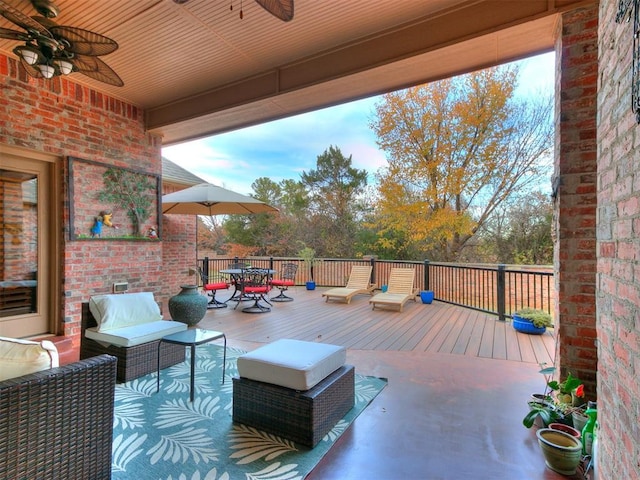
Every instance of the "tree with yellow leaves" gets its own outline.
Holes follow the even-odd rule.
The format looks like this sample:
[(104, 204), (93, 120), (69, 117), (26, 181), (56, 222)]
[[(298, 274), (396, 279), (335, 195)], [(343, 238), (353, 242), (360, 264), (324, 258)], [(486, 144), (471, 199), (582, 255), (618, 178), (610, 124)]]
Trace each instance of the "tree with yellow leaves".
[(388, 160), (376, 227), (380, 242), (406, 244), (381, 246), (456, 260), (505, 199), (539, 187), (552, 157), (552, 102), (519, 99), (517, 80), (507, 65), (382, 97), (371, 122)]

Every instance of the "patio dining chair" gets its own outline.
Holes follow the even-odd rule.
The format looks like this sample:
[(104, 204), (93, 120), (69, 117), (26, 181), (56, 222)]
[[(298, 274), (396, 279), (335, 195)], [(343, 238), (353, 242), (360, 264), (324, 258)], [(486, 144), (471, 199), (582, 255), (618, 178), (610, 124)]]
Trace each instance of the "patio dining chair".
[(226, 308), (227, 304), (221, 302), (216, 298), (216, 292), (219, 290), (228, 290), (229, 283), (222, 275), (205, 275), (200, 267), (198, 267), (198, 274), (202, 280), (202, 289), (210, 297), (207, 308)]
[[(253, 305), (242, 309), (243, 312), (266, 313), (271, 311), (270, 307), (260, 303), (262, 301), (271, 305), (271, 302), (266, 297), (269, 290), (271, 290), (269, 275), (269, 270), (263, 268), (247, 268), (242, 271), (242, 274), (237, 279), (241, 298), (253, 301)], [(238, 308), (240, 303), (238, 301), (235, 308)]]
[(272, 302), (292, 302), (293, 298), (284, 294), (289, 287), (296, 284), (296, 272), (298, 271), (297, 263), (283, 263), (282, 270), (278, 278), (271, 280), (271, 285), (280, 290), (280, 294), (271, 297)]

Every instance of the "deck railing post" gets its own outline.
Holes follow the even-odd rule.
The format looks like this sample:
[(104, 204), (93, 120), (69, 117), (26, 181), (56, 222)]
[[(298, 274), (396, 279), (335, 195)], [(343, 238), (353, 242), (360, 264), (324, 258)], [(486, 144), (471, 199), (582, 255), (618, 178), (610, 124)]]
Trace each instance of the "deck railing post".
[(207, 278), (209, 276), (209, 257), (204, 257), (202, 261), (202, 274)]
[(371, 284), (375, 285), (376, 283), (376, 257), (375, 255), (371, 255), (369, 258), (369, 263), (371, 264)]
[(429, 260), (424, 261), (424, 290), (431, 290), (431, 282), (429, 278)]
[(497, 279), (496, 279), (496, 300), (498, 302), (498, 320), (502, 320), (503, 322), (506, 320), (505, 317), (505, 303), (506, 303), (506, 281), (505, 281), (505, 269), (506, 266), (504, 264), (498, 265), (498, 270), (496, 270)]

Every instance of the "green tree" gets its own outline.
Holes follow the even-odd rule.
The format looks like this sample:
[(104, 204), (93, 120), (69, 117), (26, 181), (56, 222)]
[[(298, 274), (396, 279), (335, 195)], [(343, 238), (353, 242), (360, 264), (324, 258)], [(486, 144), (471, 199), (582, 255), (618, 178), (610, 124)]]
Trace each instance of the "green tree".
[(553, 146), (550, 98), (515, 97), (513, 65), (387, 94), (371, 127), (388, 167), (378, 172), (377, 229), (400, 249), (456, 260), (515, 191), (540, 181)]
[(317, 157), (316, 169), (302, 172), (302, 185), (309, 195), (307, 237), (319, 256), (351, 257), (357, 222), (366, 206), (361, 200), (367, 171), (352, 166), (338, 147), (330, 146)]
[(301, 219), (306, 218), (306, 192), (299, 182), (283, 180), (276, 183), (260, 177), (252, 184), (255, 198), (276, 208), (278, 213), (230, 215), (224, 222), (229, 244), (252, 247), (255, 255), (295, 255), (294, 239), (303, 231)]
[(479, 232), (483, 261), (523, 265), (553, 263), (553, 201), (535, 191), (515, 195)]
[(205, 252), (226, 253), (226, 232), (218, 215), (198, 217), (198, 250)]

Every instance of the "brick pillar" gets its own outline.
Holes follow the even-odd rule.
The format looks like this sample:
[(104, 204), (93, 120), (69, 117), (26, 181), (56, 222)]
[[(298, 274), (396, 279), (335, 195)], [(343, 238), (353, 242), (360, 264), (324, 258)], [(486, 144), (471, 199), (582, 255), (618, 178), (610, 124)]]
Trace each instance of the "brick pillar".
[(556, 36), (556, 366), (596, 396), (597, 6), (567, 12)]
[(598, 88), (599, 478), (640, 478), (640, 125), (633, 20), (600, 2)]

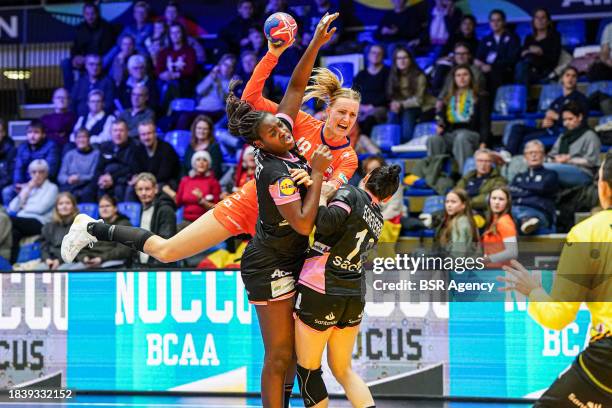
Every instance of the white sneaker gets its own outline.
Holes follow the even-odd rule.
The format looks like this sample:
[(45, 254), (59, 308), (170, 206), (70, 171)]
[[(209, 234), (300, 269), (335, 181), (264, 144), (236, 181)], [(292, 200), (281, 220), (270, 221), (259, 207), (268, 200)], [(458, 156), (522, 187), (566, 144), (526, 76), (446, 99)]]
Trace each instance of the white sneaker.
[(521, 224), (523, 234), (529, 235), (540, 227), (540, 220), (536, 217), (531, 217)]
[(98, 242), (96, 237), (87, 232), (87, 224), (96, 221), (87, 214), (79, 214), (74, 219), (70, 231), (62, 240), (62, 259), (66, 263), (70, 263), (76, 258), (81, 249), (87, 245), (92, 246), (94, 242)]

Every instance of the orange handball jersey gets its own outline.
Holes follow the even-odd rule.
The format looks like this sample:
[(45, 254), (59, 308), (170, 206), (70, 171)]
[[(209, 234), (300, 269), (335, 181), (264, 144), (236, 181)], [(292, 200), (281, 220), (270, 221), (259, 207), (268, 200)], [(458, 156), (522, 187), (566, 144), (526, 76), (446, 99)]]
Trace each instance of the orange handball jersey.
[[(278, 58), (269, 52), (259, 61), (253, 75), (242, 93), (242, 99), (249, 102), (257, 110), (276, 113), (278, 105), (263, 97), (264, 84), (278, 63)], [(323, 135), (325, 122), (317, 120), (309, 114), (300, 111), (293, 125), (293, 137), (297, 148), (306, 160), (310, 161), (315, 149), (325, 144), (329, 147), (333, 161), (325, 171), (325, 180), (340, 188), (348, 183), (357, 169), (357, 155), (345, 139), (337, 141), (326, 140)], [(213, 209), (213, 214), (232, 235), (255, 235), (257, 223), (257, 191), (255, 182), (247, 182), (239, 192), (221, 201)]]

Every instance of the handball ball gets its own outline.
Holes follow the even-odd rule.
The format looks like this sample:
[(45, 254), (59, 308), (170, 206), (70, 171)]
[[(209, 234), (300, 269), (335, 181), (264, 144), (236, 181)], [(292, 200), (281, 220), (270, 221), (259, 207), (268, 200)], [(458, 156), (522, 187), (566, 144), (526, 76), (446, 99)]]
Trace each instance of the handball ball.
[(264, 23), (264, 34), (274, 45), (290, 43), (297, 34), (297, 23), (287, 13), (274, 13)]

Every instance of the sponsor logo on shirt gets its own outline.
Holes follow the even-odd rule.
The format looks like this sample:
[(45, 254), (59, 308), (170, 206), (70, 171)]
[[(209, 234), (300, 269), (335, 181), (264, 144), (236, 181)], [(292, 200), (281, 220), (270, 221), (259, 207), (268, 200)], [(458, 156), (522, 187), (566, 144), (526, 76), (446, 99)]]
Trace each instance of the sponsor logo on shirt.
[(334, 316), (334, 312), (331, 312), (330, 314), (325, 316), (325, 320), (327, 320), (327, 321), (334, 320), (335, 318), (336, 318), (336, 316)]
[(284, 278), (285, 276), (289, 276), (289, 275), (291, 275), (291, 272), (281, 271), (280, 269), (276, 269), (270, 277), (272, 279), (275, 279), (275, 278)]
[(344, 184), (348, 184), (348, 178), (344, 175), (344, 173), (338, 174), (338, 178), (342, 180)]
[(291, 292), (295, 288), (293, 276), (285, 276), (270, 282), (272, 298), (276, 298)]
[(278, 191), (281, 197), (289, 197), (295, 194), (297, 187), (289, 177), (278, 180)]

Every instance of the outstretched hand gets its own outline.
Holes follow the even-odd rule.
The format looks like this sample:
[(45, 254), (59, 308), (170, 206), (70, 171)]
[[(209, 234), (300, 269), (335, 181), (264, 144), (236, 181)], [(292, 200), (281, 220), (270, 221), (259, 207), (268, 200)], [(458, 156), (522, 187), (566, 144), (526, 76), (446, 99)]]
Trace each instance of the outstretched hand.
[(500, 288), (502, 292), (517, 291), (525, 296), (529, 296), (531, 291), (542, 286), (542, 284), (536, 279), (531, 272), (529, 272), (523, 265), (518, 261), (510, 261), (510, 265), (504, 265), (502, 268), (508, 272), (508, 277), (498, 276), (499, 282), (505, 282), (506, 286)]
[(317, 28), (315, 29), (314, 35), (312, 36), (312, 44), (318, 47), (322, 47), (323, 45), (325, 45), (325, 43), (331, 40), (331, 38), (334, 36), (334, 33), (336, 32), (336, 27), (333, 27), (330, 30), (329, 26), (335, 19), (338, 18), (339, 15), (340, 13), (325, 13), (325, 15), (321, 17), (321, 21), (319, 21), (319, 24), (317, 24)]
[(268, 52), (274, 55), (276, 58), (279, 58), (287, 48), (293, 45), (294, 42), (295, 38), (293, 38), (290, 42), (281, 45), (274, 45), (271, 41), (268, 41)]

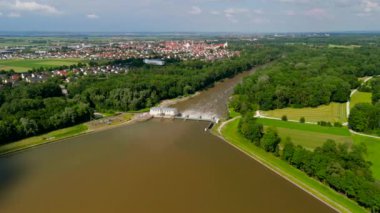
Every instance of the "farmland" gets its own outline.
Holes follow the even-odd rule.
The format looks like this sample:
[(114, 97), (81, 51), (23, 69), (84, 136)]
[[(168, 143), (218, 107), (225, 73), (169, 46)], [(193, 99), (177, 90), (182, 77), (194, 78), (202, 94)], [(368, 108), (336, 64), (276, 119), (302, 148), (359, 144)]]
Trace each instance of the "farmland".
[(50, 68), (59, 66), (70, 66), (81, 62), (81, 59), (17, 59), (1, 60), (0, 70), (11, 70), (15, 72), (26, 72), (33, 68)]

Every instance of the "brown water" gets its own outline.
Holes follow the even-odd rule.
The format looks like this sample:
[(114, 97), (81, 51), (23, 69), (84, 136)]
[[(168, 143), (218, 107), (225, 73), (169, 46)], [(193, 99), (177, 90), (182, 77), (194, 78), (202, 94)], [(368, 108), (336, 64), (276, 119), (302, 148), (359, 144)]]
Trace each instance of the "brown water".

========

[Requirement] The answer must be all the lines above that hold the word "brown".

[Task answer]
Every instance of the "brown water" gets its own outline.
Trace each instance of the "brown water".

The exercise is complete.